TASK TO COMPLETE: Give all the lines below again, exactly, with no pictures.

RECORDS FOR THIS EXERCISE:
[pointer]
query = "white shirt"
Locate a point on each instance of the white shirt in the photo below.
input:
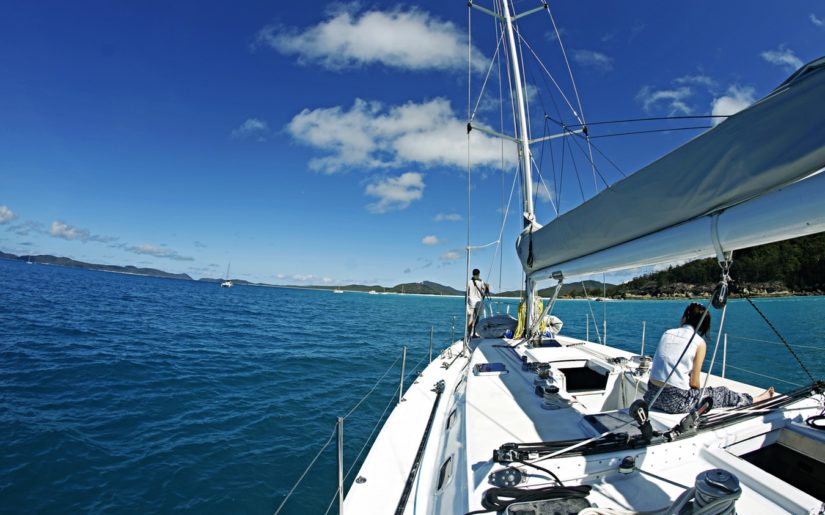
(670, 348)
(475, 289)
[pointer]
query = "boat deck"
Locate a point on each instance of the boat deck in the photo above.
(491, 399)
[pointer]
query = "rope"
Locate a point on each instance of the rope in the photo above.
(787, 345)
(331, 436)
(764, 375)
(776, 343)
(631, 133)
(655, 118)
(372, 389)
(363, 447)
(590, 306)
(713, 358)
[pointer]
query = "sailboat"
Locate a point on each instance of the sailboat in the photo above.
(557, 424)
(227, 282)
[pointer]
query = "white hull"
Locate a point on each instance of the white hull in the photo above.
(491, 410)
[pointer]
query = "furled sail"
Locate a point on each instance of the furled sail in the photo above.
(668, 210)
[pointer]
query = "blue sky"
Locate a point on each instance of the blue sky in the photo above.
(326, 145)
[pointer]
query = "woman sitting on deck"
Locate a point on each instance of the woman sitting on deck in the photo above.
(681, 393)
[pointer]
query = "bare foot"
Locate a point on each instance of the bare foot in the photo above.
(767, 394)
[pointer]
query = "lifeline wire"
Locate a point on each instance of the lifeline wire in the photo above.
(331, 436)
(788, 345)
(372, 389)
(363, 447)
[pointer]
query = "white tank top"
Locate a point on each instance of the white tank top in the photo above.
(670, 348)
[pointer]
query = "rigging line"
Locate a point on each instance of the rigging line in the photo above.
(553, 80)
(590, 306)
(576, 169)
(503, 222)
(331, 436)
(501, 166)
(652, 119)
(478, 247)
(372, 389)
(393, 399)
(607, 158)
(776, 343)
(523, 80)
(567, 63)
(715, 348)
(776, 331)
(472, 114)
(630, 133)
(575, 91)
(592, 163)
(763, 375)
(549, 195)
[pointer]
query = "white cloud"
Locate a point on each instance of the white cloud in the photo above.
(395, 193)
(306, 278)
(60, 229)
(252, 128)
(450, 255)
(368, 135)
(542, 192)
(736, 99)
(160, 251)
(592, 59)
(68, 232)
(6, 215)
(448, 217)
(698, 80)
(784, 57)
(407, 39)
(673, 101)
(27, 227)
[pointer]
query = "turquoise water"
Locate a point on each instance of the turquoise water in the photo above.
(135, 394)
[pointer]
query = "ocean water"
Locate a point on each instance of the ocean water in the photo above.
(134, 394)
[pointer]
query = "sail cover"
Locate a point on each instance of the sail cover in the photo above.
(774, 142)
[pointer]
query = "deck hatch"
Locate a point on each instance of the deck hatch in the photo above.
(581, 379)
(490, 369)
(795, 468)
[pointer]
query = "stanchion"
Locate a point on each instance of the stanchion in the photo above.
(403, 365)
(341, 465)
(431, 344)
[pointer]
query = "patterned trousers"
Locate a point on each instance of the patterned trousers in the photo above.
(676, 400)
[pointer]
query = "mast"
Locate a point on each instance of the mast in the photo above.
(522, 138)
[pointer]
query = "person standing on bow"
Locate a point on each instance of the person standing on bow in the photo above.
(676, 372)
(477, 290)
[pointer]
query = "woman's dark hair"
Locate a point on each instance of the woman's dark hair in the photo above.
(693, 314)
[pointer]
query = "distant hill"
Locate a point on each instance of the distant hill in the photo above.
(422, 288)
(71, 263)
(792, 267)
(234, 281)
(574, 290)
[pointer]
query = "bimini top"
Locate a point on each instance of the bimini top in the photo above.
(771, 144)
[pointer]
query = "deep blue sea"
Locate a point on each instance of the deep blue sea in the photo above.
(122, 393)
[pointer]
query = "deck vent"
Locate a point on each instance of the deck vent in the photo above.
(451, 419)
(445, 474)
(490, 369)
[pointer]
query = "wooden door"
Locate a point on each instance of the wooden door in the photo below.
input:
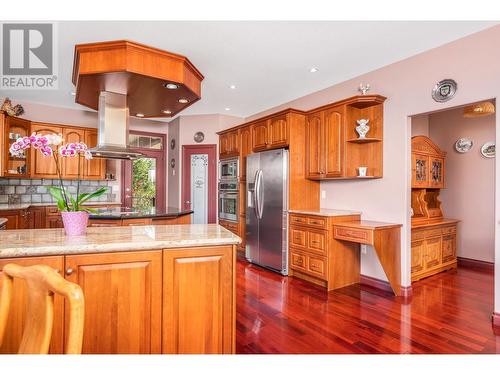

EXERCISE ANSWER:
[pointer]
query = "white shirt"
Locate a point on each instance of the white shirt in the photo below.
input:
(670, 348)
(475, 289)
[pointer]
query = "boat deck"
Locate a point on each instance of the boat deck in the photo above.
(491, 399)
[pointer]
query = "rope"
Locate a point on each instance of the rope in the photo above.
(787, 345)
(331, 436)
(764, 375)
(776, 343)
(631, 133)
(655, 118)
(372, 389)
(363, 447)
(590, 306)
(713, 358)
[pointer]
query = "sailboat"
Locate a point on each instance of the sailboat in the photo above.
(557, 424)
(227, 282)
[pointer]
query = "white hull"
Locate a point on each instance of the white hull in the photo above.
(491, 410)
[pointer]
query = "furled sail"
Locate a point on each instance of the furled sail in the photo above.
(668, 210)
[pointer]
query = "blue sky"
Locate a point on each instance of the blue sky in the photo above.
(326, 145)
[pointer]
query = "woman sitting on deck"
Locate a point on each instance of the woman sitting on deck in the photo above.
(681, 393)
[pointer]
query = "bare foot"
Locate a point on each instance of the bare foot in the photo above.
(767, 394)
[pointer]
query = "lifeline wire"
Locate a point on each instance of the lifeline wire in the photo above.
(331, 436)
(788, 345)
(372, 389)
(363, 447)
[pointer]
query = "white tank top"
Locate a point on each instance of the white tank top in the photo above.
(670, 348)
[pointer]
query = "rigging line"
Locate a point on each instance of the rigging line in the photo above.
(553, 80)
(590, 306)
(576, 169)
(503, 222)
(331, 436)
(501, 166)
(652, 119)
(478, 247)
(372, 389)
(393, 399)
(607, 158)
(776, 343)
(523, 80)
(567, 63)
(715, 348)
(776, 331)
(472, 114)
(630, 133)
(575, 91)
(592, 163)
(763, 375)
(549, 195)
[pointer]
query = "white cloud"
Locate a point on each instance of the white cloud in the photo above.
(395, 193)
(306, 278)
(60, 229)
(252, 128)
(450, 255)
(368, 135)
(542, 192)
(736, 99)
(160, 251)
(592, 59)
(68, 232)
(6, 215)
(448, 217)
(698, 80)
(784, 57)
(407, 39)
(673, 101)
(27, 227)
[pointer]
query = "turquoise water"
Locate a point on each instance of the turquoise water in the photo above.
(135, 394)
[pointer]
query = "ocean water"
Locate a point on each instance of the ocean water in the photo above.
(134, 394)
[pointer]
query = "sail cover"
Locate a point on each instance of the sail cover in the photo above.
(774, 142)
[pointer]
query = "deck hatch"
Locate a point on each instance of the deck hatch in the photo above.
(581, 379)
(490, 369)
(795, 468)
[pointer]
query = "stanchion"
Locate a point on each instance of the stanchion in the photo above.
(403, 365)
(341, 465)
(431, 344)
[pointer]
query = "patterned trousers"
Locate a point on each instance of the patterned trousers in the photo above.
(676, 400)
[pointer]
query = "mast"
Locate a point on each instance of the mast in the photo above.
(522, 138)
[pointer]
query = "person standing on bow"
Locate a point on each instance of the person standing on bow in the photo above.
(676, 372)
(477, 290)
[pointer]
query = "woman's dark hair"
Locate a point on each instance of the woman's dark hair in the photo above.
(693, 314)
[pointer]
query = "distant hill"
Locate a point on each instance of the distant hill in the photo above.
(422, 288)
(71, 263)
(792, 267)
(234, 281)
(574, 290)
[pointer]
query = "bimini top"
Locate a point on each instance of the bimini top in the photo above.
(771, 144)
[pointer]
query = "deep blue sea"
Locate a point on each instance of the deep blue sea in the photo above.
(122, 393)
[pointer]
query = "deck vent"
Locate a point on each instance of the deck vent in the photo above.
(451, 419)
(445, 474)
(490, 369)
[pointer]
query = "wooden door"
Locate a point on each instance of the wooden door in the photo below.
input:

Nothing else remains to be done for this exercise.